Work to complete
Find the line in the data below that contains "Can you see the person standing". Return that line and all the lines after it, unchanged.

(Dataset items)
[Start of section]
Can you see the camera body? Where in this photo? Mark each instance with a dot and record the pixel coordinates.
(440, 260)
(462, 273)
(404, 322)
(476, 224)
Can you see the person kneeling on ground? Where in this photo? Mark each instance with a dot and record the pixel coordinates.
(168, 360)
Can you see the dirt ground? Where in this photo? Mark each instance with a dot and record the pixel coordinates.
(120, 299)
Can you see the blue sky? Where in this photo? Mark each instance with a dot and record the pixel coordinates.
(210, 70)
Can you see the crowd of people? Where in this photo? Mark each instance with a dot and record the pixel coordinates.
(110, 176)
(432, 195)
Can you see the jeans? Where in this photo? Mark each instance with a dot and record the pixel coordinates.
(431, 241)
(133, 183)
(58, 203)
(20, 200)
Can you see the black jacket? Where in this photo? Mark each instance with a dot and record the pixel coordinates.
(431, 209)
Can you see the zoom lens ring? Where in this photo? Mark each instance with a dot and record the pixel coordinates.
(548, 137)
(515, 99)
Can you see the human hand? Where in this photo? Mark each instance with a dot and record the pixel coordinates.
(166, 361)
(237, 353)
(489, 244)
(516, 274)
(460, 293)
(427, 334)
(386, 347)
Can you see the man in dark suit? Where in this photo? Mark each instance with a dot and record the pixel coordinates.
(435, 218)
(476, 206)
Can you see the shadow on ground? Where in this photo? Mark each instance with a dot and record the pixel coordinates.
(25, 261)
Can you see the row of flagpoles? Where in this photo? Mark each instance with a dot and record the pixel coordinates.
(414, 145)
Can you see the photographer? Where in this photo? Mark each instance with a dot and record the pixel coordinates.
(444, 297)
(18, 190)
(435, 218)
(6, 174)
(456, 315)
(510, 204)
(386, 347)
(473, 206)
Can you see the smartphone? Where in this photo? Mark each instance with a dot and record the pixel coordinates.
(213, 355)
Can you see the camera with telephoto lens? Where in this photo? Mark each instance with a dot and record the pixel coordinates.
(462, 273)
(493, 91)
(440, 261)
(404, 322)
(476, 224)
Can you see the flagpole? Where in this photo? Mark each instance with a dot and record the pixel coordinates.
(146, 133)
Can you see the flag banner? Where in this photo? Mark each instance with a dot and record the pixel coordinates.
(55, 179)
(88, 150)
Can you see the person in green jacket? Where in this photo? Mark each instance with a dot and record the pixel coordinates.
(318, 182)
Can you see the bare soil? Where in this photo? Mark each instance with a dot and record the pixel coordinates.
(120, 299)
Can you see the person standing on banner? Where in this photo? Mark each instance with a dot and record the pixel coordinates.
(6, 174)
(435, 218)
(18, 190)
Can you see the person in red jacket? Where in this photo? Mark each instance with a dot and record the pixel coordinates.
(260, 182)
[End of section]
Output
Can you see the person standing on banner? Where in this photo? Mark each instance with a dot and record the pixel coordinates.
(6, 174)
(435, 218)
(18, 190)
Can you see the person in red jacket? Where in this photo? Mark each instance with a dot and record the pixel coordinates.
(260, 182)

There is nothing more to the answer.